Could you update the items below by replacing "integer pairs" with "whole-number pairs" everywhere, changing nothing else and leaving the pictures out of your answer?

===============

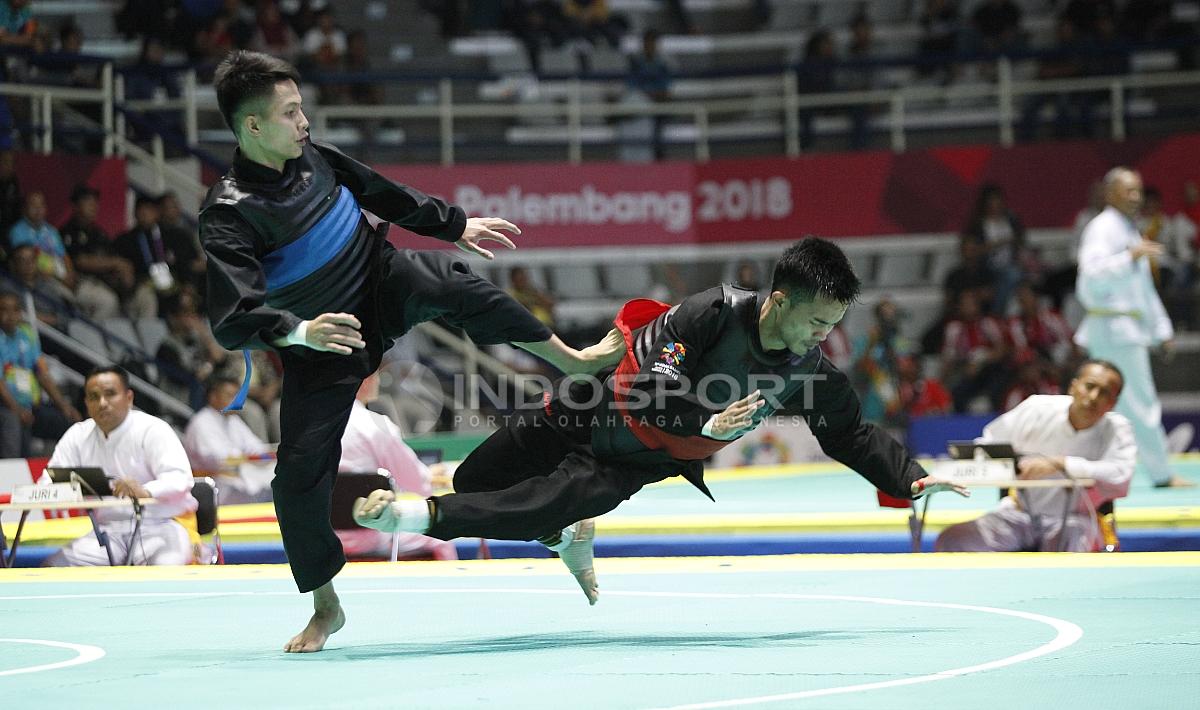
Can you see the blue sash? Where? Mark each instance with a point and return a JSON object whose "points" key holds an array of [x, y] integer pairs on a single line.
{"points": [[300, 258]]}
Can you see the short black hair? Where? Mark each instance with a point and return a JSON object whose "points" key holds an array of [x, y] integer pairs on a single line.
{"points": [[1107, 365], [246, 76], [83, 190], [109, 369], [815, 266], [217, 381]]}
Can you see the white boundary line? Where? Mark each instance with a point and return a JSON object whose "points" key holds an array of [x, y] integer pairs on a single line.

===============

## FULL SOLUTION
Can you see the blue sash? Where? Mark each instance with a point and return a JSON object whose "points" key holds an array of [x, y] whole-number pairs on a single line.
{"points": [[300, 258]]}
Can you see the short black hair? Where? Mark each instance with a point and return a JSON object whose "points" key holds an array of [x, y] whole-number pairs on a single line.
{"points": [[1107, 365], [246, 76], [83, 190], [109, 369], [815, 266], [217, 381]]}
Can you see the white boundary line? Where? Mark each instance with a point and return a JSON object whose "points" key holds an array of [x, y] whole-number pairs on a single line.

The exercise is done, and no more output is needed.